Challenge:
Output the stretch from the line containing "Where can the bridge" through the end of the items as a Markdown table with the columns Row and Text. Give each line its own row, number the rows in order, and leave out blank lines.

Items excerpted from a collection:

+===+

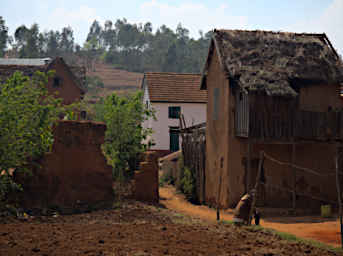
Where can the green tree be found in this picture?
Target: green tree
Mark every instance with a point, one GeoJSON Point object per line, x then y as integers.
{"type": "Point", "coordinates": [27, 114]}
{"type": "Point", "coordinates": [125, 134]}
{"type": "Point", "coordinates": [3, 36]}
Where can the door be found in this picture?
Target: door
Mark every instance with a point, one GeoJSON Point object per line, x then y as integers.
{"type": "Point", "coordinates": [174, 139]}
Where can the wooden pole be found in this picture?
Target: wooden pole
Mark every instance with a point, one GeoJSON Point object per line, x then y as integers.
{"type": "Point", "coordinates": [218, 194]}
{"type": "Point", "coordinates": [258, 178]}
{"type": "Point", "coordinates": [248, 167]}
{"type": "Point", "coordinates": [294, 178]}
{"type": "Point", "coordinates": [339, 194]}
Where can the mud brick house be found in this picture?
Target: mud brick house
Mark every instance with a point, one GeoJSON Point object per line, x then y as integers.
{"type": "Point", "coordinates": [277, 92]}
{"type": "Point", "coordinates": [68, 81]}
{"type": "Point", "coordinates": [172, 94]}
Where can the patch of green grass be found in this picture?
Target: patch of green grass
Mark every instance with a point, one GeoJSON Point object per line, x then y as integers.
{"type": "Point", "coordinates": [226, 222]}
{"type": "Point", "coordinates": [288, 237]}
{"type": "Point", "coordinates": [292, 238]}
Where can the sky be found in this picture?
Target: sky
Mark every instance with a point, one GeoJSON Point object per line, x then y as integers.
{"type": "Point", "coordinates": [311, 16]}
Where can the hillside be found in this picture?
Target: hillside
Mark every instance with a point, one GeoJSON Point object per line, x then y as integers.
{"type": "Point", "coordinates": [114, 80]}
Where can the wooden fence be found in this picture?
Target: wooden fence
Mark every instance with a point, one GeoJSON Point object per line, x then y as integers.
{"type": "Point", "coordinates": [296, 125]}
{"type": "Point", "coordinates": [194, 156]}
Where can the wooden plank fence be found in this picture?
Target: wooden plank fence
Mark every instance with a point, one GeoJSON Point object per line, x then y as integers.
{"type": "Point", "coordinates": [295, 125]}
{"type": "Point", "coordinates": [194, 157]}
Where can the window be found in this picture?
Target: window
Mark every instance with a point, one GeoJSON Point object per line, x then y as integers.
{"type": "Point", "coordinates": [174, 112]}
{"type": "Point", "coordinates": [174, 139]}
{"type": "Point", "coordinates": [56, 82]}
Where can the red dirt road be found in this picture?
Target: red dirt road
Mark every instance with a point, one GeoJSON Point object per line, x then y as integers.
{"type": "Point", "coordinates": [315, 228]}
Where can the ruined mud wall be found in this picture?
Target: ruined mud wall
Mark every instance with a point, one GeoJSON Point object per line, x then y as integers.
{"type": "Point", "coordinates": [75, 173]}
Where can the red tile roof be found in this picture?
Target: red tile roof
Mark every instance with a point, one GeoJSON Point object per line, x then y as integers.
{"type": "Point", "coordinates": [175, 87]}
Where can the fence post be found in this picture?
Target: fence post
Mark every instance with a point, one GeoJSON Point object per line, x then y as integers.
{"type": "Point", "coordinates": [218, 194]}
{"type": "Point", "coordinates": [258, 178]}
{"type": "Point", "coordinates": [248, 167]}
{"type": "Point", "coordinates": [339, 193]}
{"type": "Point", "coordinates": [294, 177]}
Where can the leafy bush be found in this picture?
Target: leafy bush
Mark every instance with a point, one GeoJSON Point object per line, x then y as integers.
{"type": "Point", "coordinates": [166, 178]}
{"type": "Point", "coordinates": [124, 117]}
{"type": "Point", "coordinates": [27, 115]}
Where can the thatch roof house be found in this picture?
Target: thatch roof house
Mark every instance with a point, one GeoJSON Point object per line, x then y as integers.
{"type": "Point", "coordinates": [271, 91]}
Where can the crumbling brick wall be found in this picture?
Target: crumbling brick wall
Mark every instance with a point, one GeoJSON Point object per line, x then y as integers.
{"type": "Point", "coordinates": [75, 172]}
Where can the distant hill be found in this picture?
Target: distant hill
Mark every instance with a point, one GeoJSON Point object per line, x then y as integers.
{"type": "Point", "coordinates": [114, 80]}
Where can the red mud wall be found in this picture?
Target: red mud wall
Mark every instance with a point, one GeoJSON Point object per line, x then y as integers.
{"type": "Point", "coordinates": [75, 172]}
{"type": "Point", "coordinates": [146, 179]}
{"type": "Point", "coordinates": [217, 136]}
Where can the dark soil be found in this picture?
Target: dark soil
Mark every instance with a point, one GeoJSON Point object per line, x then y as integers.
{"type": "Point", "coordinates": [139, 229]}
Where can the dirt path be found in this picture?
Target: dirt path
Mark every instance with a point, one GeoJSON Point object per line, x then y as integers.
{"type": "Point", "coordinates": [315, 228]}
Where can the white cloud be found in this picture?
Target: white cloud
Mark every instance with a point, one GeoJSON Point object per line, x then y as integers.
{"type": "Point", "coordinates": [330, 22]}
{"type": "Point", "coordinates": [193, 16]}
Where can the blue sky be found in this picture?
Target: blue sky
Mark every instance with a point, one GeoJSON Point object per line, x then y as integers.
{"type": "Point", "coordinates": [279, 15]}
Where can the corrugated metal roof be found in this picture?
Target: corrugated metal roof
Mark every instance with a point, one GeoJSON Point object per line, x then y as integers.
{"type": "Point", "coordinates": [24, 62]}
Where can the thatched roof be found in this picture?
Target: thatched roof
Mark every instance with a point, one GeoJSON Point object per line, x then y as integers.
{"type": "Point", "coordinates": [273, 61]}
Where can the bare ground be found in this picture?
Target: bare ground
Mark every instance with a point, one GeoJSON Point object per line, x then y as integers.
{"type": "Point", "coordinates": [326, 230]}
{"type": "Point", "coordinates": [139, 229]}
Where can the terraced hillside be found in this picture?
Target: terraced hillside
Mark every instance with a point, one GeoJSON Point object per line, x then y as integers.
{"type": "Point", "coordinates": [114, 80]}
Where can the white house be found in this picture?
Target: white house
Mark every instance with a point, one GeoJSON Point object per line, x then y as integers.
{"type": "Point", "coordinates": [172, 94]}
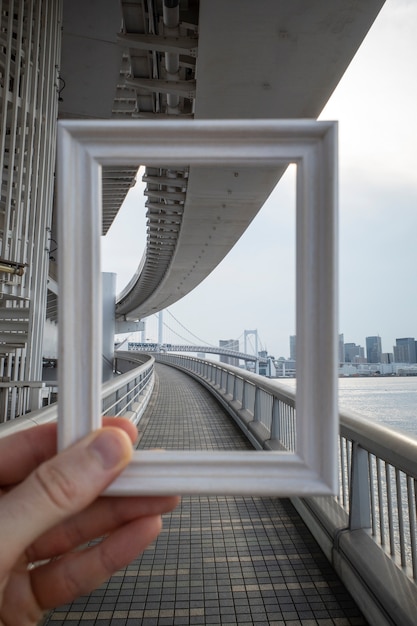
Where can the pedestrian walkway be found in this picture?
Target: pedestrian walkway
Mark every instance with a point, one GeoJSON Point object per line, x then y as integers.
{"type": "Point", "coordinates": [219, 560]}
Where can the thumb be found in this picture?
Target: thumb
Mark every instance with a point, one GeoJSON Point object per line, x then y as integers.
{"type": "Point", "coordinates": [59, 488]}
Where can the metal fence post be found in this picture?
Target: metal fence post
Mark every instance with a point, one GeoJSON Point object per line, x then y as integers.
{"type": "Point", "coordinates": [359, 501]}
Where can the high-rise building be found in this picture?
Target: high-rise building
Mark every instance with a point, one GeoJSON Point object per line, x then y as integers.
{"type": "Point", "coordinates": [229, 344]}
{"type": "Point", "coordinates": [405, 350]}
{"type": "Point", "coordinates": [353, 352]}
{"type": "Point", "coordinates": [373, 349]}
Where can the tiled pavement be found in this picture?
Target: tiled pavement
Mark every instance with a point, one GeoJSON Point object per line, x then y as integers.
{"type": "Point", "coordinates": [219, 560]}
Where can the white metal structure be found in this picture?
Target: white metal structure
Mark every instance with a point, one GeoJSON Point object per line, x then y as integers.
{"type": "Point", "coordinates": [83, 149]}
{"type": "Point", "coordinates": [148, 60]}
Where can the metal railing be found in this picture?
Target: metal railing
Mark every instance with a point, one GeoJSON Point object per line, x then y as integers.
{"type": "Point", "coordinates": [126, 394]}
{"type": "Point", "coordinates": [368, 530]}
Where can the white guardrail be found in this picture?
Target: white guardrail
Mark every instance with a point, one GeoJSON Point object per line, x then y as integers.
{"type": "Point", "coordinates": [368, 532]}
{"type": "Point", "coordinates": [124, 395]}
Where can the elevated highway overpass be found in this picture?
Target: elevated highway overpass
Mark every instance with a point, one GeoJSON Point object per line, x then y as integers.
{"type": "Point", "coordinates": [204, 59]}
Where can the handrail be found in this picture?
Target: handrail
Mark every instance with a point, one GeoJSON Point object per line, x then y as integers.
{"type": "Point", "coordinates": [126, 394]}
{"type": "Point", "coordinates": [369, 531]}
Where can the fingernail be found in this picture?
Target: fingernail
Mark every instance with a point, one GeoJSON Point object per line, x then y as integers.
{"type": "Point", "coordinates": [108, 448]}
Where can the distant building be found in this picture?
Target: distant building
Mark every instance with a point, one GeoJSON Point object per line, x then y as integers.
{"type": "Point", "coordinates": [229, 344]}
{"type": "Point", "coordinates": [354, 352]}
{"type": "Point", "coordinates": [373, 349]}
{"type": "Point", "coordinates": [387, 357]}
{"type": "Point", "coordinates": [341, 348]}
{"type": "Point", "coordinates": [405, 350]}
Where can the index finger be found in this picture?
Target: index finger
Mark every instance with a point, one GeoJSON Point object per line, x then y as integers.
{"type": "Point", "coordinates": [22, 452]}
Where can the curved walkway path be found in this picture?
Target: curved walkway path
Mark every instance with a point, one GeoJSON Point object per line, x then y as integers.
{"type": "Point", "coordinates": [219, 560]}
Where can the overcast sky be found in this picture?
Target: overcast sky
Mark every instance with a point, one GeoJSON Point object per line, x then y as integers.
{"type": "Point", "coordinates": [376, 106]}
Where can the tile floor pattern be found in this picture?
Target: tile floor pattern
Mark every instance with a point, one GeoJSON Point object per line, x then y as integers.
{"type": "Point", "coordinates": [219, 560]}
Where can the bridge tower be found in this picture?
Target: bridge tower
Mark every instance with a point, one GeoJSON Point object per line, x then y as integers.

+===+

Worked solution:
| Row | Text |
|---|---|
| 1 | Where can the bridge tower be found in this picture? |
| 2 | Target: bridge tower |
| 3 | Mark every instance with a point, one GeoJSON Point object per line, x then y as integers. |